=== DOCUMENT TEXT ===
──────────────────────────────

Saturday 11 September 2010

One word; perspective!

This week saw the start of the next stage in Pakistan's ritual humiliation at the hands of England and the ICC. Forced to play two International Twenty20s and five One Day Internationals their players, already physically tired after seven tests in 10 weeks, and surely mentally jaded from the constant suspicion surrounding their comrades, the team have produced what can only be described as inept displays. They lost both Twenty20s in poor fashion, producing only slightly better in 50 over game at Chester-Le-Street (I refuse to call it the Durham Emirates International Cricket Ground!)
In the process England recorded their record seventh straight limited overs victory, a fine achievement. But let's remove the rose-tinted Oakleys and look at the results objectively. We are World Twenty20 champions, so we should have beaten Pakistan seeing as we beat them in the Super 8 stages of the competition in the Caribbean, and combine with that the troubles that the team has both internally and the worry for their relatives at home, the performances begin to take a lightly different gloss.
Don't misunderstand me. Too quickly in this country we jump on the back of our national sides when things go wrong, myself included, but we still have a long way to go before we can consider ourselves worthy of beating Australia on their patch.
As far as Pakistan are concerned things are looking slightly less rosy. Their captain and two premier fast-bowlers have returned home under somewhat of a cloud, lambasted by their countrymen for letting their people down in a time of great crisis. But let's be honest. The last thing I would be feeling if I was a victim of severe flooding would be disappointment at Jimmy Anderson taking a bung to bowl a couple of no-balls.

──────────────────────────────

=== INFORMATION ===
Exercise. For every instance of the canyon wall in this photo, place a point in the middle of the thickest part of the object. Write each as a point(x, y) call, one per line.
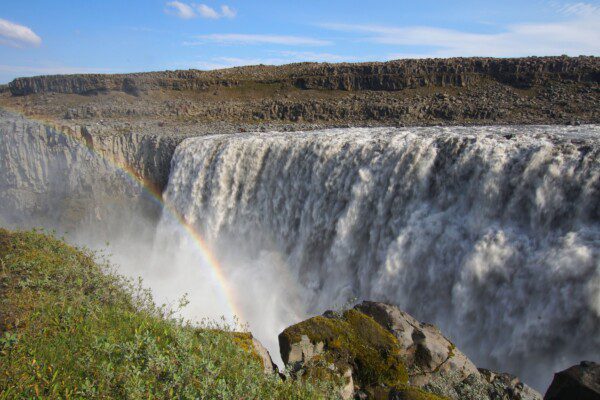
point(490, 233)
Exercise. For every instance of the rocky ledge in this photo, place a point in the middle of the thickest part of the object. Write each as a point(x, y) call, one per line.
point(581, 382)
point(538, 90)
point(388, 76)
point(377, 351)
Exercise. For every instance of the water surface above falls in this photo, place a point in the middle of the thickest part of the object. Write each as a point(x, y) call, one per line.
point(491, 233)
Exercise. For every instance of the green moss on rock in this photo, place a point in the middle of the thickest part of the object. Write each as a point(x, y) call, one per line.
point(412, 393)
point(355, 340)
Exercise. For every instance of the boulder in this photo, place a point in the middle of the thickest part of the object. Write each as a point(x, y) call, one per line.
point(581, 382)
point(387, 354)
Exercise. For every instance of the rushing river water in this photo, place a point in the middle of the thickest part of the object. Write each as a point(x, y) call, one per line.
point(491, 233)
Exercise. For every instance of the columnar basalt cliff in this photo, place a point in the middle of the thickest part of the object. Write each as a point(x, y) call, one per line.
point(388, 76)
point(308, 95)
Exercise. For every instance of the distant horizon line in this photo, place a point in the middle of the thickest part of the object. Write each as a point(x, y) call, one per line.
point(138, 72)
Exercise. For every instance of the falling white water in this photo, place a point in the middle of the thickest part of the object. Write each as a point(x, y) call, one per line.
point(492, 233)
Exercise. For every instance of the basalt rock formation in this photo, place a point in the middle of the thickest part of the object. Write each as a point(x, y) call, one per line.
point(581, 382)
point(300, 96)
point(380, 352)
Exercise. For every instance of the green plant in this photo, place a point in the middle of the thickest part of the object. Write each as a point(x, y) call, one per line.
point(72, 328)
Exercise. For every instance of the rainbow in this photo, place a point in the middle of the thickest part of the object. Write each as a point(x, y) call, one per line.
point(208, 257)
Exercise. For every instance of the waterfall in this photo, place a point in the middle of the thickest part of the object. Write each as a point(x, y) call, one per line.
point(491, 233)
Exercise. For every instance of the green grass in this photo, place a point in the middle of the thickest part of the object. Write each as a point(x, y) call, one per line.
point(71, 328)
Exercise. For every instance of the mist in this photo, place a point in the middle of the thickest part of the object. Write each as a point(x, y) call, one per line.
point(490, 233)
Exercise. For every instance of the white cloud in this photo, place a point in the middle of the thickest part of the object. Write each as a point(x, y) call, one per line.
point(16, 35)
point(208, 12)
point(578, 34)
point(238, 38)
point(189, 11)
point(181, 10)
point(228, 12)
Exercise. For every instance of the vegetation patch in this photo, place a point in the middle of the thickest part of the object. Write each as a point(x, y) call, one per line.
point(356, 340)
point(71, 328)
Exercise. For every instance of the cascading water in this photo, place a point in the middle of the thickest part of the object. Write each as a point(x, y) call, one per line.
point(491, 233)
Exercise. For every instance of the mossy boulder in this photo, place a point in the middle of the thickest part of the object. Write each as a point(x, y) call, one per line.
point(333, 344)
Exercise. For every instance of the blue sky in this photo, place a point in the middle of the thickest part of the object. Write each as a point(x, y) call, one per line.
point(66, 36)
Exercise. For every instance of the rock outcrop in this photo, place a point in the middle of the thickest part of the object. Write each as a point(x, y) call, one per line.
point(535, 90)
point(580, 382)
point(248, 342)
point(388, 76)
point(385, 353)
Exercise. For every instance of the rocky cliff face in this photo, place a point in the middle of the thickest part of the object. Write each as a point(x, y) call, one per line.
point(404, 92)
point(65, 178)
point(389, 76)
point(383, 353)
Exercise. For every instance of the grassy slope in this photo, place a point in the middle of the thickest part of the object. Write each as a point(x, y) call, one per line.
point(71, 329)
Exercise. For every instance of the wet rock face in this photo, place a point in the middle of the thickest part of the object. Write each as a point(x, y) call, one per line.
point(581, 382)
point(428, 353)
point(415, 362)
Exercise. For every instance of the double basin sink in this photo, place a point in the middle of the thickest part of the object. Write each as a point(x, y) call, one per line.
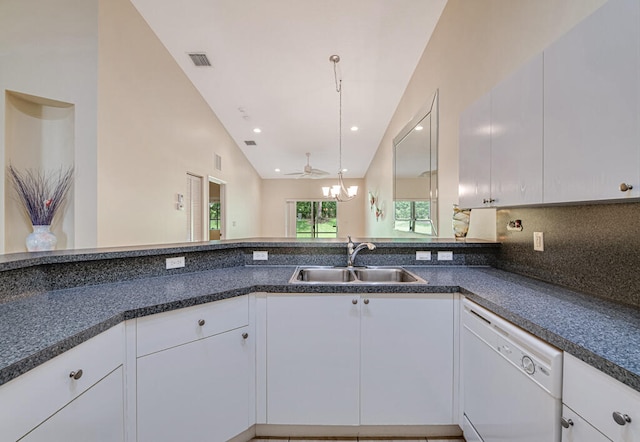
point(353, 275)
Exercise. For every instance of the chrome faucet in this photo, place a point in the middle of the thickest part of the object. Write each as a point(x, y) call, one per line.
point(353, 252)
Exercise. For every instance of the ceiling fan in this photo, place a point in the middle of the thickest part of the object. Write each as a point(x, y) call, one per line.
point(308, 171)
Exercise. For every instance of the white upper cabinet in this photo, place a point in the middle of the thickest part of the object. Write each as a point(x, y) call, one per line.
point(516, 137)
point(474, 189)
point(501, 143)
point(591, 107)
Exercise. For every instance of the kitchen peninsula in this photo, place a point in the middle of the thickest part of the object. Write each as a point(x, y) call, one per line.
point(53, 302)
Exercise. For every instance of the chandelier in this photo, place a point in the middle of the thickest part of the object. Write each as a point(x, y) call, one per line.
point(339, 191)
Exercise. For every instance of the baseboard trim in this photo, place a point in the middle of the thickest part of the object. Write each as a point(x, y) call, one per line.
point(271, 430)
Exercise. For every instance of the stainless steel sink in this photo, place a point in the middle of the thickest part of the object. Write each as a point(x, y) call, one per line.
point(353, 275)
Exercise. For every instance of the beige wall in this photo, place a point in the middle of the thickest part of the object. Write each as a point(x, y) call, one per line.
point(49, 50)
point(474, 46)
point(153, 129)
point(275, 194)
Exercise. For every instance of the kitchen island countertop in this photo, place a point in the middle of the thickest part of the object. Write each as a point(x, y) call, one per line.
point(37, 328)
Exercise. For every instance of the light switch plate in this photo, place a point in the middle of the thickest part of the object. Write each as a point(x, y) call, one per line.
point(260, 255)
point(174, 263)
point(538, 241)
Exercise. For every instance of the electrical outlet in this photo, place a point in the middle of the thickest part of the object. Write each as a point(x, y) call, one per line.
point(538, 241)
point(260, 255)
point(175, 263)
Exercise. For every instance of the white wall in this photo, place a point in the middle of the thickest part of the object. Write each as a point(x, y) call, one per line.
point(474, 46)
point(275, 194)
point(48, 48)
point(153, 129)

──────────────────────────────

=== EXERCISE PROMPT ===
In the blog post on Pakistan's cricket tour of England, rewrite the paragraph beginning "This week saw the start" as a short bulleted list that keeps its main facts.

=== ANSWER BELOW ===
- This week began the next stage of Pakistan's ritual humiliation at the hands of England and the ICC.
- Pakistan were forced to play two International Twenty20s and five One Day Internationals.
- Their players were physically tired after seven tests in 10 weeks and surely mentally jaded by the constant suspicion surrounding their teammates.
- The team's displays have been inept.
- They lost both Twenty20s in poor fashion.
- They did only slightly better in the 50-over game at Chester-Le-Street, a ground the writer refuses to call the Durham Emirates International Cricket Ground.